__What is asked__: Which of the lines below contain the word "pixel"? Pull out each one and copy it unchanged.

__Dataset records__:

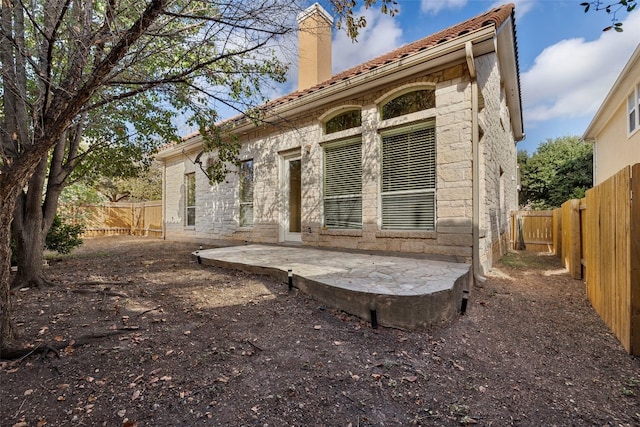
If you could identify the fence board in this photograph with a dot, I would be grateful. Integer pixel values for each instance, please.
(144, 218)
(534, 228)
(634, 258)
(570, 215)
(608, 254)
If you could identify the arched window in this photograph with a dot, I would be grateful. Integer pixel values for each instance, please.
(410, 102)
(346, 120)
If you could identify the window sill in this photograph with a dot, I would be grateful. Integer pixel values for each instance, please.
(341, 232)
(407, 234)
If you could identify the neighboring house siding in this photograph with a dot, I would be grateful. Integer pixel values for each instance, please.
--
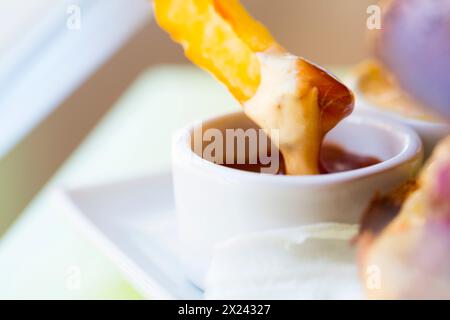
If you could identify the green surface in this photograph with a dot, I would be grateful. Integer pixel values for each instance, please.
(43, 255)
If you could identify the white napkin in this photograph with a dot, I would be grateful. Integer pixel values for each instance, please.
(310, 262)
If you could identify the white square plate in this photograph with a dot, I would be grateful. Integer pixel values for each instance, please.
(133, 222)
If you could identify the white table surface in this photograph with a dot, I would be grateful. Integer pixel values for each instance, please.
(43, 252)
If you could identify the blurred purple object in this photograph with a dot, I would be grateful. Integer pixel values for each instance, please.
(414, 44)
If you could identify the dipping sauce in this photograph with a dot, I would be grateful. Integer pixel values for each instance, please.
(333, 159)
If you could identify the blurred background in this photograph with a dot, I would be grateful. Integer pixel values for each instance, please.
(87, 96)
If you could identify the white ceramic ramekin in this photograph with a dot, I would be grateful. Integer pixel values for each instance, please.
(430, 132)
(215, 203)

__Answer to this exercise__:
If you could identify the fence board in this photograph with a dot, I would be grateful. Integer pixel values for each instance, please.
If you could identify the arched window in this photograph with a dot, I would be grateful. Integer pixel values for each instance, please.
If you could identify the window sill in this photograph with a dot, I would be grateful. Integer pixel values for each instance, please.
If you could identify the neighboring house siding in this photograph with a dot, I would be grateful. Integer pixel values for each instance, please.
If you could identify the green surface in this photograph with a dot, I would be grateful. Integer pixel values for each instance, please.
If you could identify the white napkin in this photograph with a dot, I would be grateful. Integer pixel values for each instance, please.
If you could identify the white square plate in this photograph with a dot, I would be grateful. Integer pixel values for each instance, please.
If you could identify the white table surface in this photograph with a dot, I would be grateful. Integer pixel values for each instance, please.
If you could identify the blurred purple object in this photograph with a dot, I would be grateful. Integer pixel values for each instance, please.
If you could identify the dipping sauce in this photograph with a dot, I would be grateful. Integer pixel values for each instance, please.
If you could identify the blurred background in this photograph with a dot, I would be grateful. Integer pixel values for each instance, please.
If you could identify the white ceramic ramekin in this photograph with a dot, I would be grateful. Integer pixel values for each instance, please.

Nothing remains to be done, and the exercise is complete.